WHAT TO DO = Copy exactly the stretch of data below from the line with "the white lampshade" through the line with "the handwritten note", including both of those lines.

DATA TO USE =
+++++
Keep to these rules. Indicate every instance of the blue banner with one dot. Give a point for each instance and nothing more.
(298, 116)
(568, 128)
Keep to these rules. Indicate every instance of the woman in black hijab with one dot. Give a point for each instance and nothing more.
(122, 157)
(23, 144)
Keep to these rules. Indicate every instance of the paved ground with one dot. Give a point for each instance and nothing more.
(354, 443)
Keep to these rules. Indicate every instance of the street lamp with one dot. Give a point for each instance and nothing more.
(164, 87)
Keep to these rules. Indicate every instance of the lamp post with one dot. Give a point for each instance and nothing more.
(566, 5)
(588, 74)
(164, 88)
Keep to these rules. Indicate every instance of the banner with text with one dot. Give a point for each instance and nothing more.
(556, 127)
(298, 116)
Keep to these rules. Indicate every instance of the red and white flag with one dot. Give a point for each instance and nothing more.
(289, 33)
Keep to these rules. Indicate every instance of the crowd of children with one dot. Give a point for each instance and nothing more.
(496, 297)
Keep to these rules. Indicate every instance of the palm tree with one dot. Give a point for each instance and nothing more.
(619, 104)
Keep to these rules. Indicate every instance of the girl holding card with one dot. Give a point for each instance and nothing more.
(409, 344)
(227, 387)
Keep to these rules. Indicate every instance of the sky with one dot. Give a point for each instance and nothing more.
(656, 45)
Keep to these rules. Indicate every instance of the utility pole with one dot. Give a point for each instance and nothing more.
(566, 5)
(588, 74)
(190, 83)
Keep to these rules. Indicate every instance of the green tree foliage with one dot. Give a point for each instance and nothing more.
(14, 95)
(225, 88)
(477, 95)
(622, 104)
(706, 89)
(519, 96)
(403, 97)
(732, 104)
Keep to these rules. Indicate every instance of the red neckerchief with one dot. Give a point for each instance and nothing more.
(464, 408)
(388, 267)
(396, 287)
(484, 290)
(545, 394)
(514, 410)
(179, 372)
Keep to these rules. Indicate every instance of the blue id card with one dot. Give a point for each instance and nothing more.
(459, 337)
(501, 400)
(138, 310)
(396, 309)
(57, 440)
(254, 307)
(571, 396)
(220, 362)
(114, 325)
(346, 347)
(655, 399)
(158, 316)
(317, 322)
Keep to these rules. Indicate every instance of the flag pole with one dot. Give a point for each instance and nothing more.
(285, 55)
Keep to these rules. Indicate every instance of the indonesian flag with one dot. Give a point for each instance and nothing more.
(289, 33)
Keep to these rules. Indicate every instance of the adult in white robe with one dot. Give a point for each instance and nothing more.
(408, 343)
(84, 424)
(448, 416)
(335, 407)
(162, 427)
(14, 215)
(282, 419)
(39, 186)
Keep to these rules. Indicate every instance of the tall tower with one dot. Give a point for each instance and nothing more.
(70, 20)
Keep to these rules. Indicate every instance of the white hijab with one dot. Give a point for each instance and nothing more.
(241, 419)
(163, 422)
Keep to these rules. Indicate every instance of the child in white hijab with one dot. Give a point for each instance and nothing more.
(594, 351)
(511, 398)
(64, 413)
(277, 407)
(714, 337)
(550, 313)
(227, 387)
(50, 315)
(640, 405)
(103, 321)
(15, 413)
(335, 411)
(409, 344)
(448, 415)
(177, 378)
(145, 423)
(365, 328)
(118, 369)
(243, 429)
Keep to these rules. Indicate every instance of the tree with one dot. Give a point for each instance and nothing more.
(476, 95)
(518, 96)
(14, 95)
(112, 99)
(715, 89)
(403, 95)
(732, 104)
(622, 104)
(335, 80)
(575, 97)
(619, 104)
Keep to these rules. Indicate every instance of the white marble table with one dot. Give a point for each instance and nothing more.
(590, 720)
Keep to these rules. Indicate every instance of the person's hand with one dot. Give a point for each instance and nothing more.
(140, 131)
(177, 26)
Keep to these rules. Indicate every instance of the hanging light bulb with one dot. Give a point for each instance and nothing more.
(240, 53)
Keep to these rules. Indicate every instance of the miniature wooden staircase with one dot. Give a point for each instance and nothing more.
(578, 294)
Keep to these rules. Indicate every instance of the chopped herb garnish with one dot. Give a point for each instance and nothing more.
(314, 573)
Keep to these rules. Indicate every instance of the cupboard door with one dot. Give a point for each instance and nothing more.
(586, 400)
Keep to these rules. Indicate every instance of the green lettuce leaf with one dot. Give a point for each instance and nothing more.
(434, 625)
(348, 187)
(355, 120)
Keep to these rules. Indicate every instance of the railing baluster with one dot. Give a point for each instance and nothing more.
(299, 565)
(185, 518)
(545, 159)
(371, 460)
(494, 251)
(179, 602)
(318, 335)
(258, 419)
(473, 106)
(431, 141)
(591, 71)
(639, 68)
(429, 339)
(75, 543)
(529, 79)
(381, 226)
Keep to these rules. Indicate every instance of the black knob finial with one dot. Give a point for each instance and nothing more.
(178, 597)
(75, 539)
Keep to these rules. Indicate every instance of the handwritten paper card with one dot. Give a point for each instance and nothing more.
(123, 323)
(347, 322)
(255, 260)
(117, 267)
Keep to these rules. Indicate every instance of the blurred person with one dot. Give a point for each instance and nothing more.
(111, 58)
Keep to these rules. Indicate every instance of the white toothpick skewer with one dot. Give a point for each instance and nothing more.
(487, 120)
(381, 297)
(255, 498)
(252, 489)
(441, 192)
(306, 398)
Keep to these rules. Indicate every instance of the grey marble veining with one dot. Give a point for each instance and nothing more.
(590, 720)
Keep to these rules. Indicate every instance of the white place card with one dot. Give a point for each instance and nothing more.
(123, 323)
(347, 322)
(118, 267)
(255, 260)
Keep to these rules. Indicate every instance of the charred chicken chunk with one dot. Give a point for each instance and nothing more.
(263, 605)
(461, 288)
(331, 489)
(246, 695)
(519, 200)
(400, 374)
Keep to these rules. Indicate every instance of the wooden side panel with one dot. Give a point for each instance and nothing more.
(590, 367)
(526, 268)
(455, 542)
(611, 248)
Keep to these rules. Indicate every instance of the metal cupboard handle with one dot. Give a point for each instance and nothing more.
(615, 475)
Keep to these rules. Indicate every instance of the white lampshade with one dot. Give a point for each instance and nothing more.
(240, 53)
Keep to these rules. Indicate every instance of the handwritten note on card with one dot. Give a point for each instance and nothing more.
+++++
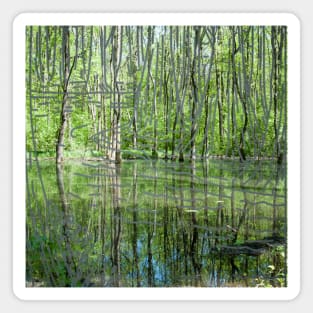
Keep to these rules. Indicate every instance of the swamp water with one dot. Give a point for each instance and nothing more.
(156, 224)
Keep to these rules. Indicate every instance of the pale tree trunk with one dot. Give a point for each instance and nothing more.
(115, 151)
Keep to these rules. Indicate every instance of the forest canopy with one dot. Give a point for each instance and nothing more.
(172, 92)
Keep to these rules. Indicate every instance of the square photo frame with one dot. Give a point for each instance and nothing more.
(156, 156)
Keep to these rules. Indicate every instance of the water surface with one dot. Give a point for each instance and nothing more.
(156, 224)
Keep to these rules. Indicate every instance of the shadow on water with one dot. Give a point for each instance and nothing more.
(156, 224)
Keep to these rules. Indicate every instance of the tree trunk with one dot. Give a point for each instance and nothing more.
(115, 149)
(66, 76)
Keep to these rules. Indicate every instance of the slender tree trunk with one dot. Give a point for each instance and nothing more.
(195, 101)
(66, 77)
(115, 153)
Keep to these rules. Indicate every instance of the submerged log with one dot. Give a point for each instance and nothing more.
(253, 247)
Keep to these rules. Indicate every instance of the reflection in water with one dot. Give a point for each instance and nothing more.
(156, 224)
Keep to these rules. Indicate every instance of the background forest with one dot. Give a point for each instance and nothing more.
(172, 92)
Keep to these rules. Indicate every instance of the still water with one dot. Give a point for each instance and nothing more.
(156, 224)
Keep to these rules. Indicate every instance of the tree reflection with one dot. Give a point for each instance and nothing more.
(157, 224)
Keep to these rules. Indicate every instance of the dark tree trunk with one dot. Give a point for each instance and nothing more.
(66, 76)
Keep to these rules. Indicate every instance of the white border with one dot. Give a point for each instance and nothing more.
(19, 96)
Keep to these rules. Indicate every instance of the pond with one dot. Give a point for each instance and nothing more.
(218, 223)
+++++
OUTPUT OF THE EXERCISE =
Keep to these rules. Indicate every instance of the white lampshade with one dot. Give a point for each instance and nothing more.
(240, 53)
Keep to these rules. Indicate every instance of the handwritten note on card with one dot. Give a point for each instance and nothing more.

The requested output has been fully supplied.